* [Extract to read]

* BEGIN *

The social un-pressure that will undermine your body goals this summer

Summer has just started and for the first time I’m ready to welcome it with a summer-compliant body to show off. After years of trial and errors, I have devised the right strategy to finally get that summer look I had always longed for.

Photo by Aphiwat Chuangcho

Photo by Aphiwat Chuang

One of the main measures that made me achieve a summer-compliant body is drinking daily 1 L of draining tisane. I have finally found a draining tisane that fights against liquid retention without leaving me catatonic in bed. All the other ones I tried over the past years, together with the nasty liquids around your hips, expelled the mineral salts that keep your body functioning too. If you can’t function, you can’t get out of your house showing off that in fact you have no liquid retention on your legs. And the hard truth of the world we live in is that if you can’t show something, then it doesn’t exist. Given that this is the first summer I can go out of my house without fainting, I can proudly declare that I have defeated liquid retention.

Photo by Joanna Kosinka

Another milestone that I have recently achieved is that I have recovered from the hair loss I experienced three years ago. And having thick and healthy hair is of course a major feature of the summer-compliant body. Back then, I was re-engineering my life to reduce my plastic intake as much as I could. I had found in an expensive and hipster supermarket a solid shampoo that not only was package-free, but that was also advertised to be vegan (I mean, probably hipsters thought that regular shampoos contain pork fat), consciously hand-made by little girls somewhere where there is still war (were the hipsters supporting child labour in the name of ecology?) and with the added value of making you feel morally superior. With just one wash, my hair became frizzy, opaque and weak and some of it felt… And it took three years of supplements for hair growth costing 35 Euro per month to recover from that fatal 12 Euro soap bar to get back my thick and shiny hair, which is now ready again to be gently moved by the summer breeze.

* END *

* [Data]
* BEGIN *

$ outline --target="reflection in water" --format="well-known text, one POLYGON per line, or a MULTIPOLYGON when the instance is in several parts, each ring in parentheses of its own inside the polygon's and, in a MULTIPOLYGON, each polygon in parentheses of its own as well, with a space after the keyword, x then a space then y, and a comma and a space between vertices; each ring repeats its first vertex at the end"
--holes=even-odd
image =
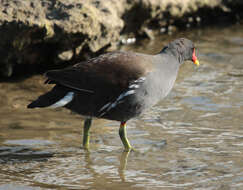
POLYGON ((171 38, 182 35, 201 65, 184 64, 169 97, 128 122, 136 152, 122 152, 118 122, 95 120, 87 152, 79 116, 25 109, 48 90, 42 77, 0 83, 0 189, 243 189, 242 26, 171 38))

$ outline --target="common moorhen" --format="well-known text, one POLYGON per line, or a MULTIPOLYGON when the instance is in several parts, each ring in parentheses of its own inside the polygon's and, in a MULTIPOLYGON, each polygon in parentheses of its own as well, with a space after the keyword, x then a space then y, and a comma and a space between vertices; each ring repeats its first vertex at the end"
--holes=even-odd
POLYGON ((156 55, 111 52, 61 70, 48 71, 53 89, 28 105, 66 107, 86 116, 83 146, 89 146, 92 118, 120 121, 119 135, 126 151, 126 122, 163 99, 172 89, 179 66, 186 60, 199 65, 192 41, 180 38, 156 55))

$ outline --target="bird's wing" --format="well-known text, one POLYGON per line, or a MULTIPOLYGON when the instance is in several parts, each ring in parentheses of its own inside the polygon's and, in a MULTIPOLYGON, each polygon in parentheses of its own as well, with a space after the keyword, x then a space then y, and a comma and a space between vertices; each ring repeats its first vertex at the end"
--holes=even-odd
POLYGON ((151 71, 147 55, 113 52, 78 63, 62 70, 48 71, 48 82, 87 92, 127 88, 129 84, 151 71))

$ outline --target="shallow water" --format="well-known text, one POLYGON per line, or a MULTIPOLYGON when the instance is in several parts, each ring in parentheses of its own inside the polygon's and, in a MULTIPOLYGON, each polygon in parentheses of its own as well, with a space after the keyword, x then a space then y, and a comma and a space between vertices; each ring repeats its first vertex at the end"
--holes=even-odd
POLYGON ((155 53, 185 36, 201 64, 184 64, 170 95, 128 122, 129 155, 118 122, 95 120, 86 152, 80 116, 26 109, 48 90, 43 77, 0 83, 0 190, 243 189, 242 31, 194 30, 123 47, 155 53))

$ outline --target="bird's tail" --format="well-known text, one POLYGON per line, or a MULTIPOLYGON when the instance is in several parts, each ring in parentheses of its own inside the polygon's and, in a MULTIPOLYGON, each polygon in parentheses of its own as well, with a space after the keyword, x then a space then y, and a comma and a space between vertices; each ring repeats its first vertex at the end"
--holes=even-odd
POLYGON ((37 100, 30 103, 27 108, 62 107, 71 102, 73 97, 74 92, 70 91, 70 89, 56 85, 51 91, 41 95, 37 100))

* END *

* [Task instructions]
[A] Duplicate the part of the post on summer body goals that opens with the words containing "The social un-pressure" and closes with "always longed for.".
[B] Answer these questions from the post on summer body goals:
(i) How much draining tisane does the writer drink each day?
(ii) How many years ago did the writer's hair loss happen?
(iii) What was the monthly cost of the hair-growth supplements?
The records have no connection to the post on summer body goals.

* [Exercise results]
[A]
The social un-pressure that will undermine your body goals this summer

Summer has just started and for the first time I’m ready to welcome it with a summer-compliant body to show off. After years of trial and errors, I have devised the right strategy to finally get that summer look I had always longed for.

[B]
(i) 1 L
(ii) Three years ago
(iii) 35 Euro per month